§ **CONJUNTO DE TAREFAS**
[1] De acordo com o texto do documento, em que diploma se encontra consagrado o direito ao trabalho?
[2] Indique se cada afirmação concorda com o texto do documento, respondendo sim ou não e citando as palavras decisivas: (a) A Recorrente defende que a norma do artº 737º, nº 2, se aplica às sociedades comerciais. (b) A sociedade comercial deve apresentar-se à insolvência no prazo de sessenta dias. (c) O nº 3 do preceito aplica-se também às sociedades comerciais.
[3] Retome o texto do documento a partir da sua última frase, dando continuidade ao raciocínio sobre a penhora e as sociedades comerciais.

Da aplicação do disposto no artº 737º, nº 2, do Código de Processo Civil, às sociedades comerciais

Dispõe o artº 737º, nº 2, do Código de Processo Civil, que Estão também isentos de penhora os instrumentos de trabalhos e os objetos indispensáveis ao exercício da atividade ou formação profissional do executado (…)

Em primeiro lugar, entende a Recorrente que a norma em apreço é aplicável às sociedades comerciais na medida em que o entendimento contrário não resulta minimamente da lei, não se podendo considerar uma interpretação que não tenha um mínimo de correspondência na letra da lei e havendo que presumir que o legislador soube exprimir o seu pensamento[1].

Contudo, pelo contrário, ter uma atividade profissional ou profissão é uma capacidade intrinsecamente humana, que só pode ser exercida por um indivíduo, estando o direito ao trabalho consagrado na Constituição da República Portuguesa na parte relativa aos direitos e deveres fundamentais[2].

Já as sociedades comerciais, têm por objeto a prática de atos de comércio[3], exercem uma atividade comercial; como diz amiúde a Recorrente nas suas alegações, as sociedades, exercem uma atividade, ou seja, não trabalham, não têm uma profissão.

Também a leitura integral do preceito aponta no mesmo sentido, na medida em que se lhe segue um nº 3[4] indubitavelmente apenas aplicável às pessoas singulares e tendo (também) em vista a salvaguarda da dignidade humana.

Assim, o elemento literal, ao contrário do alegado, vai no sentido que lhe foi dado pelo Tribunal a quo.

Em segundo lugar, entende a Recorrente que também a ratio legis do preceito vai no sentido da sua aplicabilidade às sociedades comerciais, entendendo que o mesmo visa garantir a manutenção da capacidade de exercício da atividade, não sendo absoluto o direito à satisfação do crédito.

Também aqui entendemos que a Recorrente carece de razão, na medida em que o que a norma pretende é a salvaguarda da dignidade humana, do mínimo de subsistência do Executado e seu agregado familiar, não podendo retirar-se ao ser humano a sua capacidade de trabalho, ainda que seja devedor ou mesmo insolvente.

No que toca às sociedades comerciais, sem prejuízo da existência de processos especiais que visam a recuperação económica do devedor, ainda que, de algum modo, com sacrífico para os credores [5], a regra continua a ser a de que todos os bens da sociedade comercial respondem pela dívidas da sociedade, que deve apresentar-se à insolvência no prazo de trinta dias após ter conhecimento de que se encontra impossibilitada de cumprir as suas obrigações vencidas[6].

§ **SECÇÃO DE DADOS**
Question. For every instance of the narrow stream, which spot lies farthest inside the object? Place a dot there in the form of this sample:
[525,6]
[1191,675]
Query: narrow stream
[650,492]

§ **RESULTADOS DAS TAREFAS**
[1] Na Constituição da República Portuguesa, na parte relativa aos direitos e deveres fundamentais.

[2]
(a) Sim: "entende a Recorrente que a norma em apreço é aplicável às sociedades comerciais".
(b) Não: "no prazo de trinta dias após ter conhecimento de que se encontra impossibilitada de cumprir as suas obrigações vencidas".
(c) Não: "indubitavelmente apenas aplicável às pessoas singulares".

[3]
No sentido da inaplicabilidade da norma em apreço às sociedades comerciais, ensinam António Santos Abrantes Geraldes e outros, “Código de Processo Civil Anotado”, vol. II, reimpressão, Almedina, 2021, pág. 103: Mas uma vez que a norma vem responder à necessidade de acautelar os interesses do agregado familiar do executado, em função da atividade profissional por este exercida, tal isenção já não se aplicará quando os bens pertencerem a pessoas coletivas ou a sociedades comerciais.[7]

Assim, ainda que se provasse que as viaturas são indispensáveis ao exercício da atividade a que se dedica a Executada, sempre seria de considerar que as mesmas são penhoráveis[8].

Neste sentido, também, acórdão do Tribunal da Relação de Évora de 7 de Novembro de 2019, proferido no processo nº 343/13.3TBVRS-B.E1, disponível em www.dgsi.pt[9], onde se diz:

1 – A isenção de penhora prevista no nº 2 do artigo 737º do Código de Processo Civil visa obstar a que a penhora ponha em risco a situação ou possibilidade de sobrevivência do executado e radica em razões intrinsecamente pessoais.

2 – Quanto aos instrumentos de trabalho e aos objectos indispensáveis ao exercício da sua actividade, deve assim concluir pela inaplicabilidade da excepção ali estabelecida às sociedades comerciais, dado que os interesses de protecção da dignidade humana que se encontram presentes na garantia de impenhorabilidade do património do devedor singular não tem fundamento axiológico ou paridade identitária no caso das pessoas colectivas. (sublinhado nosso)  

Nestes termos, concluímos que o disposto no artº 737º, nº 2, do Código de Processo Civil, tendo como pressuposto a dignidade humana e a preservação da subsistência do Executado e seu agregado familiar, não se aplica às sociedades comerciais, sendo improcedente o recurso.

IV - Decisão

Nestes termos, acordam os Juízes Desembargadores da 3ª Secção deste Tribunal da Relação em julgar improcedente o recurso, mantendo a decisão recorrida.

                                                            

Custas pelos Apelantes – artºs 527º, nºs 1 e 2, 607º, nº 6 e 663º, nº 2, todos do Código de Processo Civil.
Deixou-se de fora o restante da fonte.